**What you should do:** Output every entry exactly as given.

======== Materials provided ========

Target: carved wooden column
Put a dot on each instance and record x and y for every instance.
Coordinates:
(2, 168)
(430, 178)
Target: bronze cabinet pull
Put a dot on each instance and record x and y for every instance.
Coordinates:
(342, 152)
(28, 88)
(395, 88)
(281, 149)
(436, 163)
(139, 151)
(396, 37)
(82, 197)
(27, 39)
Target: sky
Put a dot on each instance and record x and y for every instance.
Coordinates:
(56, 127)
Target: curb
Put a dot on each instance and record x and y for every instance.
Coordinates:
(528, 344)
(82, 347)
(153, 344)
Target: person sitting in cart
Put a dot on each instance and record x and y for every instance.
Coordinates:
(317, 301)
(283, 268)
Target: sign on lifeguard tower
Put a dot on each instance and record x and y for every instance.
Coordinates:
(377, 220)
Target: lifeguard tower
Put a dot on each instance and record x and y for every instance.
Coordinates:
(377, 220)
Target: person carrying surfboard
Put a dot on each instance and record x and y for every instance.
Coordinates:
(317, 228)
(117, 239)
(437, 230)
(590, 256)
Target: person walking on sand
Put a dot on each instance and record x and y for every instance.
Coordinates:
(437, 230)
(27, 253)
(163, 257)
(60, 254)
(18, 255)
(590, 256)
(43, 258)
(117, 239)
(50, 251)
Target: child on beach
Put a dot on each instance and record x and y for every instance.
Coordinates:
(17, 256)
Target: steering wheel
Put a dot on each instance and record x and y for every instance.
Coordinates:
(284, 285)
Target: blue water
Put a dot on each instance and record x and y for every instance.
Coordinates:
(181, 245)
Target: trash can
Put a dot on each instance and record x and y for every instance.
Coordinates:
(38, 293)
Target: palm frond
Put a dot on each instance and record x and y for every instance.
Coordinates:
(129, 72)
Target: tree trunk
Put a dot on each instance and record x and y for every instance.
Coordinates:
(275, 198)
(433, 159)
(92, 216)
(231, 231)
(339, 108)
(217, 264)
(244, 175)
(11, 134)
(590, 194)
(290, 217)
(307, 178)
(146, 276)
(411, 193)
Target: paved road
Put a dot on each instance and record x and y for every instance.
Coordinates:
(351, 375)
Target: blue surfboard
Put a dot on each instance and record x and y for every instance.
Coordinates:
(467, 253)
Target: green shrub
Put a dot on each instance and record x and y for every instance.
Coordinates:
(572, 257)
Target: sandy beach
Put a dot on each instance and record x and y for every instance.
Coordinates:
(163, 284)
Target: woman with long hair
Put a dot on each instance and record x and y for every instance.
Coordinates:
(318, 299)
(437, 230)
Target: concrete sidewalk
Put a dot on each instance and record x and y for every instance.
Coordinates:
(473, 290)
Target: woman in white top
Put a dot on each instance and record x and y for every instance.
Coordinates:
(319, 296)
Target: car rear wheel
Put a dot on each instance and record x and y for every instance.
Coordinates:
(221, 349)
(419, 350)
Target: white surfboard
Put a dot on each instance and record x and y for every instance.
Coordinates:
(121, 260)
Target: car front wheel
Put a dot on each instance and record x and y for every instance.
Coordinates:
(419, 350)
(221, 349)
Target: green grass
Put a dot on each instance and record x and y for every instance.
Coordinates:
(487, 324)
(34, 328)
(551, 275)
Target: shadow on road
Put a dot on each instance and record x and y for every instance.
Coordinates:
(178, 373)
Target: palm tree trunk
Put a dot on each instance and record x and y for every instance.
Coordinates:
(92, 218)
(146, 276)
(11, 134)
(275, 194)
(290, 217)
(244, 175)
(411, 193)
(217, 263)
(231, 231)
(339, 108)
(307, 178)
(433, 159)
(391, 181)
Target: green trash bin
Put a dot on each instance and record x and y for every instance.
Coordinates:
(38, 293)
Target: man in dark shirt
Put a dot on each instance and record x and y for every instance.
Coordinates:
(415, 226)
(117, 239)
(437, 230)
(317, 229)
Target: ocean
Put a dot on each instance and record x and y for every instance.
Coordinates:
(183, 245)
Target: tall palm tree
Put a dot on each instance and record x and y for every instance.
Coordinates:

========

**Correct result:**
Target: carved wooden column
Put a dot on each instance and record x and y for every instance.
Coordinates:
(2, 168)
(430, 178)
Target: bronze cabinet pull
Put a dot on each instance and record x and y for every instance.
Coordinates:
(342, 152)
(28, 88)
(395, 88)
(281, 149)
(436, 163)
(139, 151)
(396, 37)
(82, 197)
(27, 39)
Target: sky
Put a dot on each instance and record x and y for every instance.
Coordinates:
(56, 127)
Target: curb
Put a dot on each instance and record x and y for every instance.
Coordinates:
(528, 344)
(82, 347)
(153, 344)
Target: person sitting in cart
Put a dot on each instance and record x and y for every instance.
Coordinates:
(317, 301)
(283, 268)
Target: sign on lifeguard tower
Put a dot on each instance and record x and y for every instance.
Coordinates:
(377, 220)
Target: lifeguard tower
Put a dot on each instance and record x and y for every instance.
Coordinates:
(377, 220)
Target: person carrying surfboard
Put a dot on each instance and record x and y for every instance.
Coordinates:
(317, 228)
(117, 239)
(437, 230)
(590, 256)
Target: person walking on sand
Put a dot on each instance and record x and y for every instance.
Coordinates:
(437, 230)
(27, 253)
(163, 257)
(60, 254)
(18, 255)
(590, 256)
(43, 258)
(117, 239)
(50, 251)
Target: child on beach
Put a dot on each instance and record x and y for every instance.
Coordinates:
(17, 256)
Target: steering wheel
Put a dot on each instance and record x and y for every instance.
Coordinates:
(284, 285)
Target: blue water
Put a dot on each instance and record x and y for every instance.
Coordinates:
(181, 245)
Target: trash can
Put a dot on each instance and record x and y for every instance.
Coordinates:
(38, 293)
Target: palm frond
Put a dot on each instance and record x and y for every instance.
Coordinates:
(129, 72)
Target: tree trunk
Put a dot on each instance and record x and y for every instance.
Coordinates:
(275, 198)
(433, 159)
(92, 216)
(231, 231)
(339, 108)
(217, 264)
(244, 175)
(11, 134)
(590, 194)
(290, 217)
(307, 178)
(146, 276)
(411, 193)
Target: paved road
Put a dot on each instance and record x and y for every instance.
Coordinates:
(351, 375)
Target: blue surfboard
Put a dot on each instance and record x and y for every instance.
Coordinates:
(467, 253)
Target: green shrub
Put a dot on each instance and record x and y for every instance.
Coordinates:
(572, 257)
Target: sandy beach
Put a dot on each instance and record x and y for every instance.
Coordinates:
(163, 284)
Target: woman with long hair
Put a dot on each instance and record x and y for every instance.
Coordinates:
(318, 299)
(437, 230)
Target: concrete sidewalk
Put a dot on each instance and record x and y for every instance.
Coordinates:
(473, 290)
Target: woman in white top
Put a dot on each instance and record x and y for every instance.
Coordinates:
(319, 296)
Target: car rear wheel
Put a dot on each instance and record x and y for every instance.
Coordinates:
(221, 349)
(419, 350)
Target: white surfboard
Put a dot on each instance and record x and y for every instance.
Coordinates:
(121, 260)
Target: car front wheel
Put a dot on each instance and record x and y for every instance.
Coordinates:
(419, 350)
(221, 349)
Target: green grass
Put a dot on each instance and record x and y for every instance.
Coordinates:
(487, 324)
(34, 328)
(551, 275)
Target: shadow on road
Put a dot on each instance and record x and y for every instance.
Coordinates:
(178, 373)
Target: palm tree trunk
Put a dot on each instance and record x and y for every instance.
Coordinates:
(92, 218)
(146, 276)
(11, 134)
(275, 194)
(290, 217)
(244, 175)
(411, 193)
(217, 263)
(231, 231)
(339, 108)
(307, 178)
(433, 159)
(391, 181)
Target: green trash bin
Put a dot on each instance and record x and y for every instance.
Coordinates:
(38, 293)
Target: man in dark shirt
Put a dot on each instance and record x and y for every instance.
Coordinates:
(415, 226)
(117, 239)
(437, 230)
(317, 229)
Target: ocean
Put a dot on each instance and record x and y for every instance.
Coordinates:
(183, 245)
Target: tall palm tree
Put a dot on each instance and record x and y for every instance.
Coordinates:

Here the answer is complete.